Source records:

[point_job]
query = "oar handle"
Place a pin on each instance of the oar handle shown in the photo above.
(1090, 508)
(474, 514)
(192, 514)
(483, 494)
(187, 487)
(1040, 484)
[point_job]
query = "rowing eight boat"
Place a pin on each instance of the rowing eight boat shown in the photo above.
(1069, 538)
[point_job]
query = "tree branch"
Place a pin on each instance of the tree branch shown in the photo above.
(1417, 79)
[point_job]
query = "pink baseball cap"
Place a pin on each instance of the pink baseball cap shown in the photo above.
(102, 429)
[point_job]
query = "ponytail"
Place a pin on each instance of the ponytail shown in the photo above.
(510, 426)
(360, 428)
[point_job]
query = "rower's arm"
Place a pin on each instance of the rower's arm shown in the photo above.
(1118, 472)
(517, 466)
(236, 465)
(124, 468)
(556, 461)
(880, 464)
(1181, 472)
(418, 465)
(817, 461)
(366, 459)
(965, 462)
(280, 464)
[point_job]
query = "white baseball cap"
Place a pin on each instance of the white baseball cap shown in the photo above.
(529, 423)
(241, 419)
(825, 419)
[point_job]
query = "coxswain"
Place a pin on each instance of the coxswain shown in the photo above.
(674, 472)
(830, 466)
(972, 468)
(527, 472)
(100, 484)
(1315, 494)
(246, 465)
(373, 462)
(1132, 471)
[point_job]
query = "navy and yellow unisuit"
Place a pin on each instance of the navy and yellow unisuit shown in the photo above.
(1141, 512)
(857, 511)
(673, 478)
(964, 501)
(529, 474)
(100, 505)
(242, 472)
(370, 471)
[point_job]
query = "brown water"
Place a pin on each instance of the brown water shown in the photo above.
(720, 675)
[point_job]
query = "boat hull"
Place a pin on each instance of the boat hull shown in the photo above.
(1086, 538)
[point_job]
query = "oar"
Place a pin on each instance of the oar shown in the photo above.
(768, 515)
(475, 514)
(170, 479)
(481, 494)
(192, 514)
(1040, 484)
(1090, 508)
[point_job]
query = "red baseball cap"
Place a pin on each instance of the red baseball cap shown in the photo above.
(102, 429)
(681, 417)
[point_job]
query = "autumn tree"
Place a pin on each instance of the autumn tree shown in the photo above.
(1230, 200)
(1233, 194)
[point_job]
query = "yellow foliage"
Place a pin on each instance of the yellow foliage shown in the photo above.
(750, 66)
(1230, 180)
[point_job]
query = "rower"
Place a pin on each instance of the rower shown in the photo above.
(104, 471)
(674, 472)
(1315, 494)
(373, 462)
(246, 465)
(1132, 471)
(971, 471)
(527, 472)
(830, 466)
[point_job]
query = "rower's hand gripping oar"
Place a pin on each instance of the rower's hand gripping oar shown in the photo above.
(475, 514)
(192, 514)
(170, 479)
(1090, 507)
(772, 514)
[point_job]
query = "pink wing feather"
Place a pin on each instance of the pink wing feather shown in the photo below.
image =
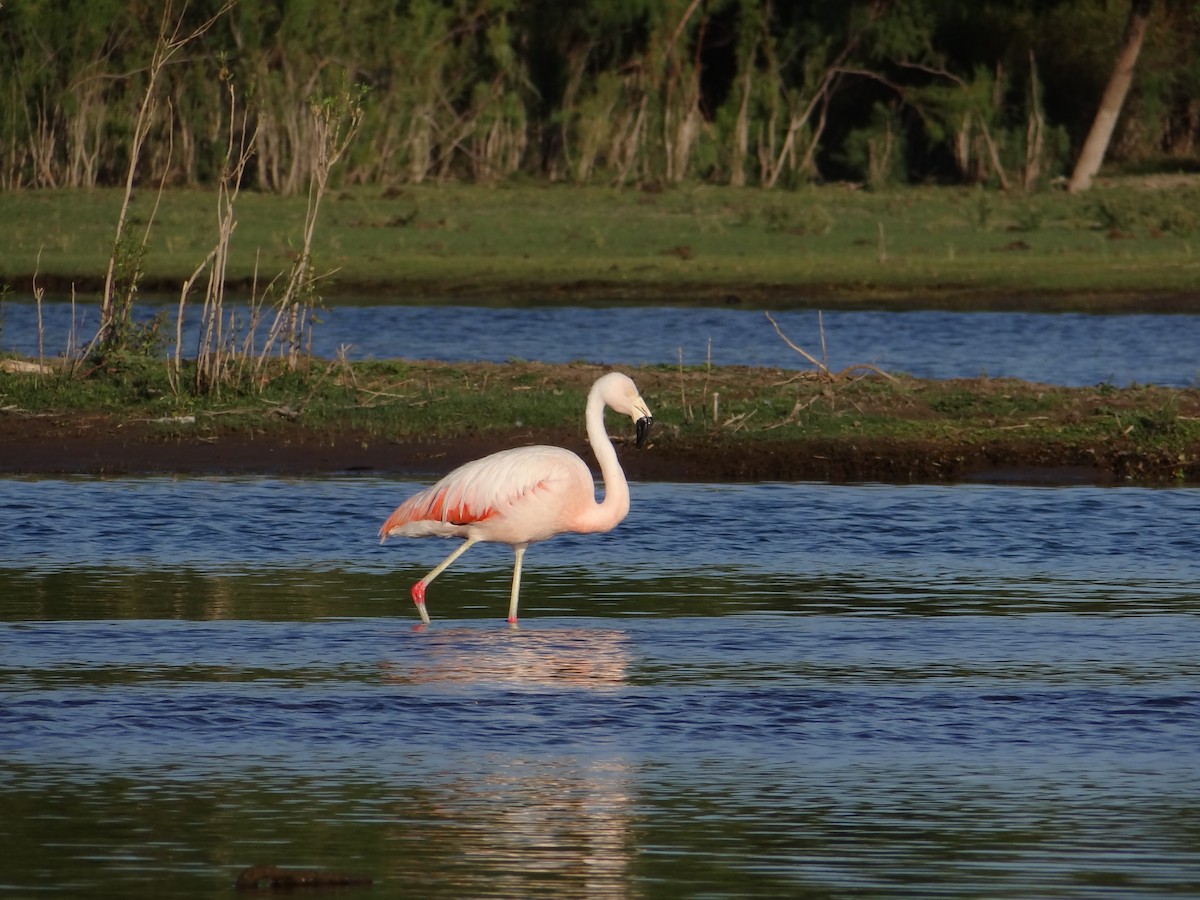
(480, 490)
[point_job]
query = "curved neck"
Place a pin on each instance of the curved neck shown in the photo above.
(616, 490)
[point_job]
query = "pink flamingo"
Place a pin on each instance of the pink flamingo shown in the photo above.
(526, 495)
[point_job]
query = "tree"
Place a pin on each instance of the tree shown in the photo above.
(1097, 142)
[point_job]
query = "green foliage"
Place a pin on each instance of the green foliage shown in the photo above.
(637, 91)
(1176, 211)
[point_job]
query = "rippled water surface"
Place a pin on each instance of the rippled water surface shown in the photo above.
(1060, 348)
(745, 690)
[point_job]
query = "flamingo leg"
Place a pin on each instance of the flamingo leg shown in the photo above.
(419, 587)
(519, 550)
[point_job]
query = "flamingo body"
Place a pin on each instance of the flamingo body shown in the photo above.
(526, 495)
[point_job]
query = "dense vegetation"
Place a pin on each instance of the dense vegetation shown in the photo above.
(610, 91)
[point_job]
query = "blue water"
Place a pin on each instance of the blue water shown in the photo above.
(1055, 348)
(744, 690)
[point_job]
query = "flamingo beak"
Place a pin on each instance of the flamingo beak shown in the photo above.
(643, 429)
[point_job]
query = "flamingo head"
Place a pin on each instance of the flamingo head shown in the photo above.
(619, 393)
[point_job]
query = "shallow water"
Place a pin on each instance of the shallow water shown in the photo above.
(1056, 348)
(745, 690)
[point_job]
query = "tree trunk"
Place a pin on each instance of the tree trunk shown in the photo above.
(1097, 143)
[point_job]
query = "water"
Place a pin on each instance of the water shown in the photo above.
(745, 690)
(1060, 348)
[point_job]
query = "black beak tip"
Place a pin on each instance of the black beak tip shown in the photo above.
(643, 429)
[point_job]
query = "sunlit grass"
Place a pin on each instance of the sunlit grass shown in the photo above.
(539, 241)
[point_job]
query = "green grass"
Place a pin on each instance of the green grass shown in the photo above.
(922, 245)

Task objective:
Go through the listing above and quote it exactly, apart from its images.

Task answer:
[point_job]
query = "oar handle"
Place a pin on each instance of the oar handle shown in the photo above.
(1090, 508)
(474, 514)
(192, 514)
(483, 494)
(187, 487)
(1040, 484)
[point_job]
query = "rowing eight boat"
Place a pin on each instance of the rowing eight boat shown in the photo above.
(1069, 538)
[point_job]
query = "tree branch"
Place a pin on each instance of the tree branch shown in the photo above.
(1417, 79)
[point_job]
query = "pink baseball cap"
Place a pin on each instance of the pink baseball cap shown in the photo above.
(102, 429)
[point_job]
query = "ponytail"
Place a pin on each instance of the ponytail shown in the photo above.
(510, 426)
(360, 428)
[point_job]
query = "rower's arm"
Place a pin on each instance of the rower's arm shown in the photo above.
(1118, 472)
(517, 466)
(236, 465)
(124, 468)
(556, 461)
(880, 464)
(1181, 472)
(418, 465)
(817, 461)
(366, 459)
(965, 462)
(280, 464)
[point_job]
query = "white baseball cap"
Place a pin on each instance of the white baseball cap shown in the photo above.
(529, 423)
(241, 419)
(825, 419)
[point_job]
query = "coxswain"
Place a pin on each instance of the coxswain shown in the photo above.
(674, 472)
(830, 466)
(972, 468)
(527, 472)
(100, 484)
(1315, 494)
(246, 465)
(373, 462)
(1132, 471)
[point_job]
query = "navy and yellow unisuit"
Place a pin on each instance of the navy and yellow unisuit shown in the photo above.
(1141, 512)
(857, 511)
(673, 478)
(964, 501)
(529, 474)
(100, 505)
(242, 472)
(370, 471)
[point_job]
query = "brown water"
Place a pin on each instance of the brown water shown in the photo above.
(720, 675)
[point_job]
query = "boat hull"
Place a pin on each instance of the boat hull shown in the photo above.
(1086, 538)
[point_job]
query = "oar"
Place a pin on each instance of the oar shown in the photo above.
(768, 515)
(475, 514)
(170, 479)
(481, 494)
(192, 514)
(1040, 484)
(1090, 508)
[point_job]
query = "red baseball cap"
Place a pin on each instance of the red baseball cap shown in the photo above.
(102, 429)
(681, 417)
[point_job]
query = "autumn tree"
Place a pin on each instance of the autumn tree shown in the photo above.
(1230, 200)
(1233, 194)
[point_job]
query = "yellow foliage"
Place a pin on each instance of the yellow foliage shown in the photo above.
(750, 66)
(1230, 180)
[point_job]
query = "rower"
Place a pin on each instance of the rower shown in the photo above.
(104, 471)
(674, 472)
(1315, 494)
(373, 462)
(246, 465)
(1132, 471)
(971, 471)
(527, 472)
(830, 466)
[point_job]
query = "rower's hand gripping oar"
Place a pin on each instance of the rower's hand gripping oar shown in the photo above.
(475, 514)
(192, 514)
(170, 479)
(1090, 507)
(772, 514)
[point_job]
query = "pink wing feather"
Place a pin on each instance of the pink wing feather shown in the photo below.
image =
(480, 490)
[point_job]
query = "curved neck"
Place a pin on each instance of the curved neck shown in the photo above.
(616, 490)
[point_job]
query = "pink flamingo"
Place a pin on each instance of the pink flamingo shown in the photo above.
(526, 495)
[point_job]
query = "tree"
Place a pin on each instance of the tree shown in the photo above.
(1097, 142)
[point_job]
query = "green foliage"
Place a pin on each instance of the green foliage shown in the photo above.
(637, 91)
(1176, 211)
[point_job]
query = "rippled water surface"
Place a pin on each instance of the rippled water surface shown in the photo above.
(1060, 348)
(745, 690)
[point_job]
query = "flamingo leg"
Place a pin on each instance of the flamingo leg shown in the photo above.
(419, 587)
(519, 550)
[point_job]
query = "flamingo body"
Place a pin on each instance of the flamingo body shown in the photo above.
(526, 495)
[point_job]
query = "dense vegetation"
Place a pin on each instance of the dense vegetation shown in the photo above.
(610, 91)
[point_job]
query = "blue water"
Place a pin on each instance of the blue water shown in the photo above.
(1055, 348)
(744, 690)
[point_job]
query = "flamingo beak"
Place a pin on each instance of the flamingo beak shown in the photo above.
(643, 429)
[point_job]
query = "flamingo head"
Place a pin on each instance of the flamingo head shown in the photo above.
(619, 393)
[point_job]
query = "shallow water"
Place a pin on each instance of the shallow water shown in the photo above.
(1056, 348)
(745, 690)
[point_job]
query = "tree trunk"
Place a pin on each instance of the tree trunk shown in the photo above.
(1097, 143)
[point_job]
query = "water"
Place a pin on each instance of the water shown in the photo above.
(745, 690)
(1060, 348)
[point_job]
query = "black beak tip"
Place a pin on each instance of the black beak tip shown in the photo above.
(643, 429)
[point_job]
query = "sunlit grass"
Place a pin on each instance of the sunlit grass shown in the photo above.
(539, 241)
[point_job]
query = "green grass"
Place a pin on each instance of the green grass shown in the photo above.
(922, 245)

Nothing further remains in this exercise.